TASK DIRECTIONS: When you reach the records below, output each one exactly.

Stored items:
Start of Block

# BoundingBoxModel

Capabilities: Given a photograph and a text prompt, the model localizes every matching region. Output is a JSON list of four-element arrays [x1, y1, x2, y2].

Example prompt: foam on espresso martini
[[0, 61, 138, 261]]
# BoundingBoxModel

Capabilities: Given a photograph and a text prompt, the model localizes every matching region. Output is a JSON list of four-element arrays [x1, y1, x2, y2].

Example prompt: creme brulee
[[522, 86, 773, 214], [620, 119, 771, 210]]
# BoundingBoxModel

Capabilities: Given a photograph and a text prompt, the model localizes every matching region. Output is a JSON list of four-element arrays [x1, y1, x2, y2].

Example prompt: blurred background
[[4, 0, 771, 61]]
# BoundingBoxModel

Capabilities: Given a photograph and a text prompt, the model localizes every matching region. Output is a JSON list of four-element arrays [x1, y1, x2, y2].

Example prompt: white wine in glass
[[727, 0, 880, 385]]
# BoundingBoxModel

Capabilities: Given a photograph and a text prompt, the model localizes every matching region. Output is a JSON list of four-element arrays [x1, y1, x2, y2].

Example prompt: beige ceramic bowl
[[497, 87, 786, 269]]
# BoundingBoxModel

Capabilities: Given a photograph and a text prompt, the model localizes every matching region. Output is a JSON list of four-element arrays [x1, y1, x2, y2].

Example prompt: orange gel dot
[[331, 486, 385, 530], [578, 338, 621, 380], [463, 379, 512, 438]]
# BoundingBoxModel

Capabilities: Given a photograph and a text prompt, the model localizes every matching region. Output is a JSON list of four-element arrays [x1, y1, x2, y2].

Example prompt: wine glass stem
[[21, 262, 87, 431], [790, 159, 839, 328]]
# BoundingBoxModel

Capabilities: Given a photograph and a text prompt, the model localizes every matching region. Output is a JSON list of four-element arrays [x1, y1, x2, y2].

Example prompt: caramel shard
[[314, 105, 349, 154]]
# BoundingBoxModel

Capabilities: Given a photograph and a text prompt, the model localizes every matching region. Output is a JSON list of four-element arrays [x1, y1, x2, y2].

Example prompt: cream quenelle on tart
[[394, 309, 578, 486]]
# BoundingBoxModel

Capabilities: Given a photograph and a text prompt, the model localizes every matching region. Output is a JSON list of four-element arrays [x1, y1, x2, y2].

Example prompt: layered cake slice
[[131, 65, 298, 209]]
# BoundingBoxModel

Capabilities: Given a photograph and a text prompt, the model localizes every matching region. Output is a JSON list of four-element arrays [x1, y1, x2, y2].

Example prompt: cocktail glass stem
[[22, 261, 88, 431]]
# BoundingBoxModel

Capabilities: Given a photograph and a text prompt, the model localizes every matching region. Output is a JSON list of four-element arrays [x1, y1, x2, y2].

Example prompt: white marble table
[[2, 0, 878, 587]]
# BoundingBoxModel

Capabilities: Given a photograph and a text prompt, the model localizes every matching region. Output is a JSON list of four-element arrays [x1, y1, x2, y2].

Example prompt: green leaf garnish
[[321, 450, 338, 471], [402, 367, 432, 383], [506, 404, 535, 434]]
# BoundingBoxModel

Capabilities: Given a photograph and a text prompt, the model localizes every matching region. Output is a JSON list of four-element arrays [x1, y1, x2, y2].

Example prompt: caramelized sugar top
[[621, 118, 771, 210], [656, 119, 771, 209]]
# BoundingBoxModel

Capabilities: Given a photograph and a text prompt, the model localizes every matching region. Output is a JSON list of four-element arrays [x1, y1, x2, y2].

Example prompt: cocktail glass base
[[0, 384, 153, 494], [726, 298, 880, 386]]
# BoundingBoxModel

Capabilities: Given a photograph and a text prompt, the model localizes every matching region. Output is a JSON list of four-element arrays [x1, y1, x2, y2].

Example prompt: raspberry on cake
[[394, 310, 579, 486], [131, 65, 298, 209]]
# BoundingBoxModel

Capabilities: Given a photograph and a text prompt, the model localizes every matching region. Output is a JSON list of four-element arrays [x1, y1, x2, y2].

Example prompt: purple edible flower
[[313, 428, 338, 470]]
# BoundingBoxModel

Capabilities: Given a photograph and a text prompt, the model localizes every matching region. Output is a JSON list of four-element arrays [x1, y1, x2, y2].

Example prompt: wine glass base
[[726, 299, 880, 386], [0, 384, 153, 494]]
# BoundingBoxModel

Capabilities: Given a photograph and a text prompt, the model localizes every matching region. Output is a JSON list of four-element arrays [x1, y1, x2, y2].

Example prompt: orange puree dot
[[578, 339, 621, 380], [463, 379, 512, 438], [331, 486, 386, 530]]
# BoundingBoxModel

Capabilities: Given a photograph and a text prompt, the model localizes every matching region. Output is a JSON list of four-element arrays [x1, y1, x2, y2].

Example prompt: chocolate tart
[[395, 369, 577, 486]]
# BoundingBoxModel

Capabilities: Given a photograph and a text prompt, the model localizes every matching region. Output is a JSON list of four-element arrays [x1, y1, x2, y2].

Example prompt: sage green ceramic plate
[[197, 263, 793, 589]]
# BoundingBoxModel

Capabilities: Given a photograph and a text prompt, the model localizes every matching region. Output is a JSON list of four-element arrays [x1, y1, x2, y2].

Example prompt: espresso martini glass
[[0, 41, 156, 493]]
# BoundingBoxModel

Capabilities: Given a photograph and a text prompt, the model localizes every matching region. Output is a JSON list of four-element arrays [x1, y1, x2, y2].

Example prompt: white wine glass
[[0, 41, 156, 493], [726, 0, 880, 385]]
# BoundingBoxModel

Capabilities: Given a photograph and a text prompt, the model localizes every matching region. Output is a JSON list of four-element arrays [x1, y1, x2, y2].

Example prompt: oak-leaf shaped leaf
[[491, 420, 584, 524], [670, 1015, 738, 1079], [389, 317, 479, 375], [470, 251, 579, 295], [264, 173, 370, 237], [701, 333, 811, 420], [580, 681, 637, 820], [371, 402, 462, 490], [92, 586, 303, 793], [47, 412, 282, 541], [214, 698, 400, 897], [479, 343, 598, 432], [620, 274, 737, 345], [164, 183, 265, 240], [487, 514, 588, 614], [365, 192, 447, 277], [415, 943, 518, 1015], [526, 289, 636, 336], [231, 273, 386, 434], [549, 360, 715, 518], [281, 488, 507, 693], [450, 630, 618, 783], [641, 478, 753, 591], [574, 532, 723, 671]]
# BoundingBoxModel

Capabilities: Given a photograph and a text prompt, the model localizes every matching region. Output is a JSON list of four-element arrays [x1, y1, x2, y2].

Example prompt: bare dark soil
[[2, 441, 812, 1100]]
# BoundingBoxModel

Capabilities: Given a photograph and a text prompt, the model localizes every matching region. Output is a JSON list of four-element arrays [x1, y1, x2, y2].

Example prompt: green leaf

End of Block

REPLY TO THE EXERCISE:
# BoundingBoxModel

Capabilities: Given a photograph and a text prompt, the model localizes every matching region. Output is a JSON list of four-element arrays [x1, y1, x2, y2].

Example prompt: foam on espresso martini
[[0, 61, 138, 261]]
# BoundingBoxModel

Capabilities: Given a photograph and a text prompt, the model localizes every matching region. Output is a JSON list of four-element arrays [x1, y1, x2, y2].

Example prompt: creme brulee
[[522, 86, 773, 214], [620, 119, 771, 210]]
# BoundingBoxModel

Capabilities: Given a photograph and a text prompt, the model localizes every matching region. Output is a JSON list of four-element arrays [x1, y1, x2, y2].

Example prompt: blurred background
[[4, 0, 771, 61]]
# BoundingBoxModel

Capabilities: Given a photograph and a text prompt, the model localizes every matching region. Output is a JSON list of four-element arrays [x1, y1, x2, y2].

Example prompt: white wine in glass
[[727, 0, 880, 385]]
# BoundingBoxModel

Capabilities: Given a photograph and a text prompt, the model localizes every matching region. Output is a JSON list of four-element arrays [x1, y1, x2, y2].

Example prompt: beige ceramic bowl
[[497, 87, 786, 269]]
# BoundingBoxModel

Capabilities: Given a photograph and a text prompt, the model localizes every matching region. Output is a JSON list of four-element arrays [x1, y1, x2, y2].

Example prompt: orange gel dot
[[331, 486, 385, 530], [578, 338, 621, 380], [463, 379, 512, 438]]
# BoundingBoxModel

Capabilities: Given a photograph and a text prompt, the model localizes every matching region. Output is a JSON list of four-element arrays [x1, y1, x2, y2].

Example prompt: wine glass stem
[[21, 262, 87, 431], [790, 159, 839, 328]]
# BoundingBoxModel

Capabilities: Given a photograph and a text prompt, the model localizes every matching region. Output is a JSON list of four-element arrays [x1, y1, x2, y2].

Example prompt: caramel shard
[[314, 105, 349, 154]]
# BoundingBoxModel

Capabilities: Given a photograph and a text prompt, the model localizes every matching region. Output is a JSON list of four-element arrays [x1, y1, x2, y2].

Example prompt: cream quenelle on tart
[[394, 309, 578, 486]]
# BoundingBoxModel

Capabilities: Given a photograph and a text prompt, the model localizes every matching region. Output is a JSON list of four-element arrays [x1, y1, x2, y2].

Example prompt: layered cake slice
[[131, 65, 298, 209]]
# BoundingBoxModel

Capabilities: Given a photograph and a text prompt, the model localizes every matching region. Output is a JSON list of four-element arrays [x1, y1, x2, y2].

Example prompt: cocktail glass stem
[[22, 261, 88, 431]]
# BoundingBoxModel

Capabilities: Given a photograph and a text prompt, the model localizes every matching region. Output is a JSON list of four-element arrays [x1, y1, x2, y2].

Example prompt: white marble table
[[2, 0, 878, 587]]
# BoundingBoxModel

Capabilities: Given a photograph and a text prompt, the model localizes every matching region. Output is a JSON list of four-element arrays [x1, y1, x2, y2].

Example prompt: green leaf garnish
[[321, 450, 338, 471], [402, 367, 432, 383], [506, 404, 535, 434]]
# BoundingBoxModel

Capabilities: Given a photograph and a text prompt, the model localizes every matching region. Output is a JSON list of four-element arrays [x1, y1, x2, y2].

Example prompt: caramelized sugar top
[[621, 118, 771, 210], [656, 119, 771, 209]]
# BoundingBoxModel

Capabilities: Given a photograph and a text prompt, the model localizes every matching region. Output is a JSON list of four-element arrays [x1, y1, x2, y2].

Example prompt: cocktail glass base
[[0, 384, 153, 494], [726, 298, 880, 386]]
# BoundingBoxModel

Capabilities: Given a photograph and a text prompt, the model localizes every matching region. Output is a JSON list of four-element arrays [x1, y1, x2, y2].

Example prompt: raspberry on cake
[[394, 310, 579, 486], [131, 65, 298, 209]]
# BoundingBoxModel

Capabilities: Given a photograph and a text prompt, the model localizes every matching region. Output is a JSON list of four-element arrays [x1, y1, x2, y2].

Example prompt: purple edible flower
[[313, 428, 338, 470]]
# BoundingBoxModel

Capabilities: Given a photograph and a text prompt, the model localizes every matching region. Output is a JSON list of four-element arrays [x1, y1, x2, y2].

Example prompt: wine glass base
[[726, 299, 880, 386], [0, 384, 153, 494]]
# BoundingBoxModel

Capabilities: Given a photograph and a text prompt, the model localizes every matching region. Output is a JSON list of four-element arrays [x1, y1, x2, y2].

Example prompt: orange puree dot
[[578, 339, 621, 380], [463, 379, 512, 438], [331, 486, 386, 530]]
# BoundingBoxModel

Capabilities: Given a photograph and a text prompt, the model localizes every matching region. Output is a JSON list of four-element arrays [x1, y1, x2, y2].

Example prompt: chocolate tart
[[395, 369, 577, 486]]
# BoundingBoxModel

Capabilities: Given a photograph and a text prompt, the model localizes every matching region. Output is a JSON list of four-element arrays [x1, y1, x2, y2].

Example prompt: sage green ceramic plate
[[197, 263, 793, 589]]
# BoundingBoxModel

Capabilities: Given a photograph and a text prompt, the model localizes every matching region. Output is a JSON list of four-element arrays [x1, y1, x2, y2].

Example prompt: espresso martini glass
[[0, 41, 156, 493]]
# BoundingBoxModel

Capabilities: Given a photograph and a text prompt, the model localizes every matching region. Output is a JSON list of four-element arrays [x1, y1, x2, y2].

Example prompt: white wine glass
[[0, 41, 156, 493], [726, 0, 880, 385]]
# BoundingBoxModel

Capabilities: Given a photograph and a text prompt, the model localizes every matching region. Output is a JSON list of four-element arrays [x1, y1, x2, y2].

Example prompt: oak-leaf shaped leaf
[[491, 420, 584, 524], [670, 1015, 738, 1079], [389, 317, 479, 375], [470, 251, 579, 295], [264, 173, 370, 237], [701, 333, 811, 420], [580, 681, 637, 820], [371, 402, 462, 490], [92, 586, 303, 793], [47, 412, 282, 541], [214, 698, 400, 897], [479, 343, 598, 432], [620, 274, 737, 345], [164, 183, 265, 240], [487, 514, 588, 614], [365, 192, 447, 277], [415, 943, 518, 1015], [526, 289, 636, 336], [231, 273, 386, 434], [549, 360, 715, 518], [281, 488, 507, 693], [450, 630, 618, 783], [641, 478, 753, 591], [574, 532, 723, 671]]
# BoundingBoxModel

Capabilities: Given a photograph and a text prompt, the model localizes every matching region. Output is a JSON list of four-element arrays [x1, y1, x2, y2].

Example prompt: bare dark soil
[[2, 441, 812, 1100]]
# BoundingBoxModel

Capabilities: Given a photograph and a text prompt, the model localizes every matching region. Output is a JSON list of four-element arrays [x1, y1, x2, y2].

Example prompt: green leaf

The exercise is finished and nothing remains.